— start SUPPLIED PASSAGE —

This section is intended to introduce the reader to various aspects of art, which may be related to various aspects of the present invention that are described and/or claimed below. This discussion is believed to be helpful in providing the reader with background information to facilitate a better understanding of the various aspects of the present invention. Accordingly, it should be understood that these statements are to be read in this light, and not as admissions of prior art.
In tri-dimensional (3D) stereo video, both a right and a left view are displayed so that the user enjoys 3D effect. Left and right views are either obtained from a stereo camera capture or left and right view are synthesized from a reference view. In multi-view television, several views of the same scene, captured with different cameras are transmitted to a user. The user is free to display any of the transmitted views of the scene, or even to synthesize an intermediate view from transmitted views, which corresponds to the viewpoint of a virtual camera.
As for standard video, copyright protection remains a concern in 3D or multi-view video. Among many alternative copyrights managements systems, watermarking techniques embed imperceptible information hidden in images. This information is used in forensics to identify the source of an illegal copy. However watermark embedding and watermark detection in 3D video are more complicated than in mono view video. Indeed stereo watermarking essentially raises two technical challenges. Firstly the ability of the detector to detect embedded watermark within new types of pirate samples (e.g. single view, combined view, synthetic view) and secondly the imperceptibility of the embedded watermark with respect to depth perception.
Today, there are mainly two categories of stereo video watermarking systems adapted to 3D stereo or multi-view content.
A first category relates to depth-invariant embedding domain. When the two views of stereo video have been rectified (in the case where cameras are not parallel), pixels only shift along horizontal lines between the two views. To be oblivious to such displacements, a strategy consists in defining a domain invariant to horizontal shifts (for instance the average pixel values along rows) and to embed the watermark in this domain. Such a method is disclosed in a European patent application EP 2 426 636 A1 filed on Aug. 31, 2011 by the same applicant. The representation of the views in this invariant domain is rather stable and well-established watermarking know-how can be readily reused. This being said, the inverse mapping from the invariant domain back to a view is known to introduce possibly annoying artifacts (persistent patterns, headache, etc.).
A second category relates to disparity-coherent watermarking. It consists in exporting a reference watermark in the left and right views, based on their associated disparity information. It is somewhat equivalent to simulating a watermarked 3D scene that would be filmed. This strategy visually yields a rather natural effect: the watermark noise texture is onto the surface of the objects in the scene. On the other hand, watermark detection techniques proposed so far are non-blind. The detector requires side information (the intrinsic/extrinsic parameters of the original cameras, the intrinsic/extrinsic parameters of the synthetic camera) to retrieve the watermark. Some of these parameters may be estimated in practice but detection performances are then heavily tied to the quality of the estimation.

— end SUPPLIED PASSAGE —

TASK INSTRUCTIONS:
Please answer these questions from the passage on stereo video watermarking:
(a) In multi-view television, what may the user synthesize from the transmitted views?
(b) What two technical challenges does stereo watermarking raise?
(c) In disparity-coherent watermarking, what does the detector require to retrieve the watermark?

— start DATA LINES —

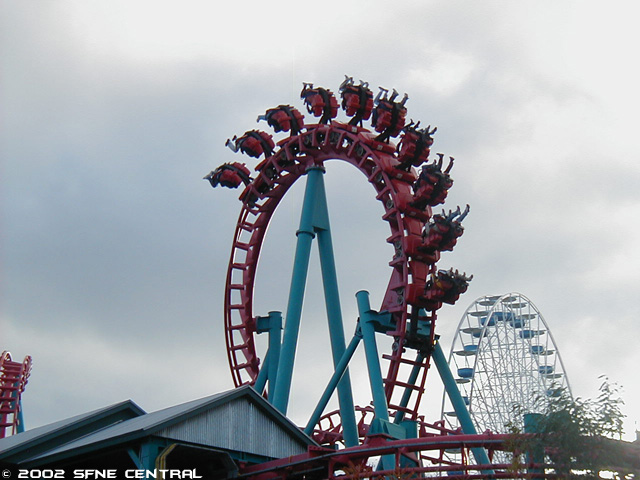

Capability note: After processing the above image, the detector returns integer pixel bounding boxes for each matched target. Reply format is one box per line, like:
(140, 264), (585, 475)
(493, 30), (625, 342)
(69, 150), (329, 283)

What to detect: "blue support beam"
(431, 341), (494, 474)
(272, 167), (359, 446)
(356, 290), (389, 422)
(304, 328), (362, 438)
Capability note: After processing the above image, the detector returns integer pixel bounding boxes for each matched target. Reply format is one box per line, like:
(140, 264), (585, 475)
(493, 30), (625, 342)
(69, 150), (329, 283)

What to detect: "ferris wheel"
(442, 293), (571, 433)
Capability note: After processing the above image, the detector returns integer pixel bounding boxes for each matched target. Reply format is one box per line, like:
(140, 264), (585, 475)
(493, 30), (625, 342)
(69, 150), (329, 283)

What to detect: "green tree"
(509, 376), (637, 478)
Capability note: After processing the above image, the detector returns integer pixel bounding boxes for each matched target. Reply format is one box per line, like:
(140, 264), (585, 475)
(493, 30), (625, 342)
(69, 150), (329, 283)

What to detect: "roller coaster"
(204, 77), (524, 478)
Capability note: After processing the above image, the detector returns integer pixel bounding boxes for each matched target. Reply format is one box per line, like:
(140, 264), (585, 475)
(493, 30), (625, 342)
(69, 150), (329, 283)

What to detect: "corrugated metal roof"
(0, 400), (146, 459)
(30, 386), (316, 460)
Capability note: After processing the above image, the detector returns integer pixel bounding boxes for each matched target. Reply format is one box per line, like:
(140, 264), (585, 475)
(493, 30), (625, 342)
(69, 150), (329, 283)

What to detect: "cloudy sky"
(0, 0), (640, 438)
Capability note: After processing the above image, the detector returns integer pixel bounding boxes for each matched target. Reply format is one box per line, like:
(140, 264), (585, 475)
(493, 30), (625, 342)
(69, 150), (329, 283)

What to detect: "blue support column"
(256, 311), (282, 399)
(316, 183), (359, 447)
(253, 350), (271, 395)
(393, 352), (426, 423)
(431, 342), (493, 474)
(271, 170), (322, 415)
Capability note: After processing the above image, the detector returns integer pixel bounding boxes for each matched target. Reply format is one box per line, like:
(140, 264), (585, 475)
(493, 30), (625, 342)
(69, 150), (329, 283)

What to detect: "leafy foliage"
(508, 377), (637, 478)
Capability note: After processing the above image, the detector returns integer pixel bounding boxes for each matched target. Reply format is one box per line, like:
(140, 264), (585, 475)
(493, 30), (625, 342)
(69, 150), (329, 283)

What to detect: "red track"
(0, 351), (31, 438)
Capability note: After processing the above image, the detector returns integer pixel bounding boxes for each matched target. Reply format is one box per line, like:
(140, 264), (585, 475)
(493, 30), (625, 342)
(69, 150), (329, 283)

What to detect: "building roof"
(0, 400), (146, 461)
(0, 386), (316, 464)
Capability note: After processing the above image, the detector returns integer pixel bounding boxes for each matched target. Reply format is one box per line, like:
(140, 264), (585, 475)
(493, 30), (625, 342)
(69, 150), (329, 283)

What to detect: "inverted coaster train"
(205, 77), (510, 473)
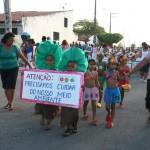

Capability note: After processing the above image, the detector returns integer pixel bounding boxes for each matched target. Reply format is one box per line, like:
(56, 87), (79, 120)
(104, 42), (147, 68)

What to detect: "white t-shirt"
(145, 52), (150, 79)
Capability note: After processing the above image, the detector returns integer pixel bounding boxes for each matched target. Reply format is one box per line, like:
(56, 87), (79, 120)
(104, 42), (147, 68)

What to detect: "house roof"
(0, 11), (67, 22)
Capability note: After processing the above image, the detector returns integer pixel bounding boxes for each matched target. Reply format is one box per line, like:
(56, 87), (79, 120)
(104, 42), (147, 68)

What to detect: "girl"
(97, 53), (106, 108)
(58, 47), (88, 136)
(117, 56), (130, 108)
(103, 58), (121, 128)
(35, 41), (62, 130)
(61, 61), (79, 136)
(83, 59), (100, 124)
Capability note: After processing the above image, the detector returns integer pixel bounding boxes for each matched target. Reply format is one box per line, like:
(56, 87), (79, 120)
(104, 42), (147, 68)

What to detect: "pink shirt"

— end DATA LINES —

RESULT OF THE EXERCISE:
(a) An intermediate view that corresponds to the viewpoint of a virtual camera.
(b) First, the detector must be able to detect the embedded watermark in new types of pirate samples, such as a single view, a combined view or a synthetic view. Second, the embedded watermark must be imperceptible with respect to depth perception.
(c) Side information: the intrinsic/extrinsic parameters of the original cameras and the intrinsic/extrinsic parameters of the synthetic camera.